Top of Data under study
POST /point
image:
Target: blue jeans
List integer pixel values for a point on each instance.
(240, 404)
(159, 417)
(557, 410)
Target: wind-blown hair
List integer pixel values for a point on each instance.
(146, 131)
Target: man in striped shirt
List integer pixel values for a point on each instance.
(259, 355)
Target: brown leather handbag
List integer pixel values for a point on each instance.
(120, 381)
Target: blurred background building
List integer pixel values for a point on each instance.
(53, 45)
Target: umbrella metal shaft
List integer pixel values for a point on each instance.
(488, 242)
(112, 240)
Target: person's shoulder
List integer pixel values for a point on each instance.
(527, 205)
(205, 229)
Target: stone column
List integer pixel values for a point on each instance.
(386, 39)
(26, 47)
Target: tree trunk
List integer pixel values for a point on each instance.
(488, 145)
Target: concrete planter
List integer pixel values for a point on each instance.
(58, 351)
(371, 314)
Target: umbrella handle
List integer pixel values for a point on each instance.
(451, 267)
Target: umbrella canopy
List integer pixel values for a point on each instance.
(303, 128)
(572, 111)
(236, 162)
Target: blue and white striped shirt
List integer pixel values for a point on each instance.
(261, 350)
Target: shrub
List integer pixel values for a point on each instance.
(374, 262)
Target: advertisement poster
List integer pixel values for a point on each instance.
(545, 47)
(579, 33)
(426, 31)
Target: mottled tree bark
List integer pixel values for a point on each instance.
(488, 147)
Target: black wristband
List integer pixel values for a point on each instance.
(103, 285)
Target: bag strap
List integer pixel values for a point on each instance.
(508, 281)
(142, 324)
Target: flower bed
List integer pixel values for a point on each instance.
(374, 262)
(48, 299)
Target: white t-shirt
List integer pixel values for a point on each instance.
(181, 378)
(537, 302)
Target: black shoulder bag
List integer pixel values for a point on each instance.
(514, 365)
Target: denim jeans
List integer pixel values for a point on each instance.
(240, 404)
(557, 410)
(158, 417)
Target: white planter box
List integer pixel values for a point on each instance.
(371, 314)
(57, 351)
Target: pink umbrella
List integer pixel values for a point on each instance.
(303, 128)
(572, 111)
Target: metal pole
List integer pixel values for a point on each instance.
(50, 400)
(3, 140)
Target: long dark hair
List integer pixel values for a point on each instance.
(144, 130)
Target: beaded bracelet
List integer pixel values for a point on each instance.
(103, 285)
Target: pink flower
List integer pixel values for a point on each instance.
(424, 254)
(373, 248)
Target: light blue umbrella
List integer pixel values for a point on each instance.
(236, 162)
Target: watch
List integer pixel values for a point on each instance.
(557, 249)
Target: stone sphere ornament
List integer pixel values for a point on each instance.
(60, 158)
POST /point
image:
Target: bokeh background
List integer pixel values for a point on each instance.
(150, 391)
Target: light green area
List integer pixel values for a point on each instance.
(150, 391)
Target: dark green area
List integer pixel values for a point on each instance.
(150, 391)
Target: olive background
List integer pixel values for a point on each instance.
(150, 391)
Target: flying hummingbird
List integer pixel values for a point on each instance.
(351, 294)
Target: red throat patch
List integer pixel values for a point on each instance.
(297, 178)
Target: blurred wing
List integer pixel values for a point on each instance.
Bottom of Data under study
Problem to solve:
All the material above should be copied word for word.

Expected answer:
POST /point
image:
Target: blue jeans
List integer pixel values for a point on each instance.
(240, 404)
(159, 417)
(557, 410)
Target: wind-blown hair
List integer pixel values for a point on each instance.
(146, 131)
Target: man in striped shirt
List integer pixel values for a point on each instance.
(259, 355)
Target: brown leather handbag
List integer pixel values for a point on each instance.
(120, 381)
Target: blurred background building
List integer pixel values for a point on each instance.
(53, 45)
Target: umbrella metal shaft
List integer pixel values for a point on each instance.
(488, 242)
(112, 240)
Target: person's shoulder
List integer pixel values for a point on each instance.
(527, 205)
(205, 229)
Target: stone column
List integer pixel values for a point on each instance.
(386, 39)
(26, 47)
Target: tree trunk
List integer pixel values for a point on each instance.
(488, 145)
Target: concrete planter
List integer pixel values for a point on each instance.
(58, 351)
(371, 314)
Target: umbrella handle
List integer pixel values for a point on each instance.
(451, 267)
Target: umbrella canopy
List integer pixel values for a point on each instance.
(303, 128)
(572, 111)
(236, 162)
Target: blue and white striped shirt
List integer pixel values for a point on each instance.
(261, 350)
Target: shrub
List integer pixel values for a point on each instance.
(374, 262)
Target: advertisement poster
List integer pixel values for a point on each instance.
(545, 47)
(579, 33)
(426, 31)
Target: mottled tree bark
List integer pixel values for a point on each instance.
(488, 147)
Target: black wristband
List integer pixel values for a point on each instance.
(103, 285)
Target: bag strap
List integer pixel values for a point on each instance.
(508, 281)
(142, 324)
Target: flower bed
List integer pixel values for a point on each instance.
(374, 262)
(48, 299)
Target: white t-shirt
List integer pixel values for a point on each instance.
(181, 378)
(537, 302)
Target: black shoulder bag
List integer pixel values for a point on each instance.
(514, 365)
Target: denim jeans
List integer pixel values for a point on each instance.
(240, 404)
(557, 410)
(158, 417)
Target: white planter box
List integer pixel values for a point on each instance.
(371, 314)
(57, 351)
Target: pink umbrella
List integer pixel values for a point on each instance.
(303, 128)
(572, 111)
Target: metal pole
List integer pixel values for a point on each instance.
(50, 400)
(3, 140)
Target: long dark hair
List integer pixel values for a point on each instance.
(144, 130)
Target: beaded bracelet
List integer pixel values for a point on each instance.
(103, 285)
Target: pink flower
List integer pixel values for a point on each instance.
(424, 254)
(373, 248)
Target: light blue umbrella
List integer pixel values for a point on each instance.
(236, 162)
Target: watch
List integer pixel values for a point on each instance.
(557, 249)
Target: stone sphere ornament
List integer pixel values for a point on each instance.
(60, 158)
POST /point
image:
Target: bokeh background
List integer pixel values for a point on each instance.
(150, 391)
Target: light green area
List integer pixel values for a point on each instance.
(150, 391)
Target: dark green area
List integer pixel values for a point on each instance.
(150, 391)
Target: olive background
List integer pixel values for a point on each instance.
(150, 391)
Target: flying hummingbird
List integer pixel values for a point on each instance.
(351, 294)
Target: red throat patch
List integer pixel values for a point on each instance.
(297, 178)
Target: blurred wing
List integer pixel values for a point on each instance.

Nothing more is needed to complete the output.